A block of data:

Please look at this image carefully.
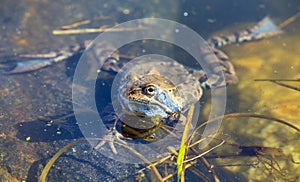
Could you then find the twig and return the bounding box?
[52,27,146,35]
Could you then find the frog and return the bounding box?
[6,17,282,154]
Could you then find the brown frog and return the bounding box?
[7,18,281,153]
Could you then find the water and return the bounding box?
[0,0,300,181]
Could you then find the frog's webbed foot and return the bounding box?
[94,129,126,154]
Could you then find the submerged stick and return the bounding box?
[38,138,163,182]
[254,79,300,91]
[279,12,300,29]
[177,104,195,182]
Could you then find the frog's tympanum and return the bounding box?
[7,18,281,153]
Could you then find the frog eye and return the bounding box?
[144,85,156,95]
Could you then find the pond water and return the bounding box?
[0,0,300,181]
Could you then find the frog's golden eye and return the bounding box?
[144,85,156,95]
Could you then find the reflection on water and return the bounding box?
[0,0,300,181]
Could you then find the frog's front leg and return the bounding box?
[94,128,126,154]
[94,112,128,154]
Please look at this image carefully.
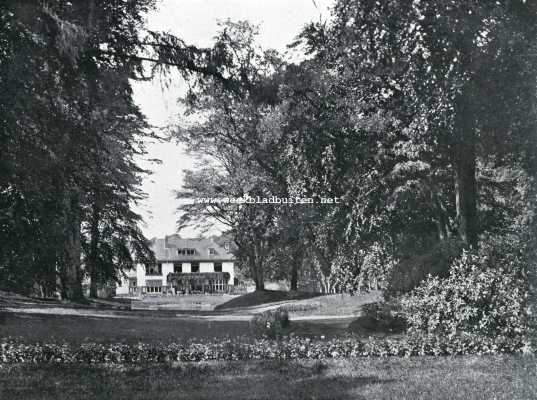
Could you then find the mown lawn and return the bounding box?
[0,312,250,344]
[0,356,537,400]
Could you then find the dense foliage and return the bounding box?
[177,0,537,300]
[0,335,531,365]
[403,242,528,338]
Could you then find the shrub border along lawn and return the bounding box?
[0,336,532,365]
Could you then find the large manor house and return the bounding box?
[116,235,235,296]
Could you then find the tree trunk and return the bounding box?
[62,195,84,301]
[88,204,100,298]
[454,96,478,247]
[290,244,302,291]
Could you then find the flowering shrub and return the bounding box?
[250,308,289,338]
[0,335,531,365]
[329,242,397,295]
[402,244,527,338]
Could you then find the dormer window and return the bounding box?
[177,248,196,256]
[145,263,162,275]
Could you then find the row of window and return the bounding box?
[145,261,222,275]
[177,247,216,256]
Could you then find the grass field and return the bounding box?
[0,356,537,400]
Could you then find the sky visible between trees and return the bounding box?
[133,0,333,238]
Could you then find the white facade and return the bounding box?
[116,261,235,295]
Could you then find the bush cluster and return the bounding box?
[0,335,531,365]
[402,244,528,339]
[250,308,289,338]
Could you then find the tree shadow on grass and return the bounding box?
[0,361,394,400]
[215,290,324,310]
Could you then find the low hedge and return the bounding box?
[0,336,531,365]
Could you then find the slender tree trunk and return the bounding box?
[290,244,303,291]
[88,201,100,298]
[454,96,478,247]
[62,194,84,301]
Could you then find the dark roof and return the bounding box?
[151,235,235,262]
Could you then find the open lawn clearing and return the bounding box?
[0,312,360,344]
[0,313,249,344]
[215,290,381,316]
[0,356,537,400]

→ **Exercise instructions**: Starting at the line that contains "Could you then find the bush" and going through the end of the records above, express those lines as a JSON list of strings, one string per line, with blank lines left out.

→ **The output**:
[
  "Could you then find the bush cluster and return the bounding box?",
  "[0,335,531,365]",
  "[402,244,528,339]",
  "[250,308,289,338]",
  "Could you then find the tree shadow on grass and return the bounding box?",
  "[0,361,394,400]",
  "[215,290,324,310]",
  "Could you then find the low hedge and return the bounding box?",
  "[0,336,531,365]",
  "Could you then find the slender tree trunk and return the bounding box?",
  "[290,244,303,291]",
  "[88,201,100,298]",
  "[454,96,478,247]",
  "[62,194,84,301]",
  "Could you then find the dark roof and return the bounding box?",
  "[151,235,235,262]",
  "Could you then find the open lawn clearing and return the bounding box?",
  "[0,312,360,344]",
  "[0,313,249,344]",
  "[215,290,381,316]",
  "[0,356,537,400]"
]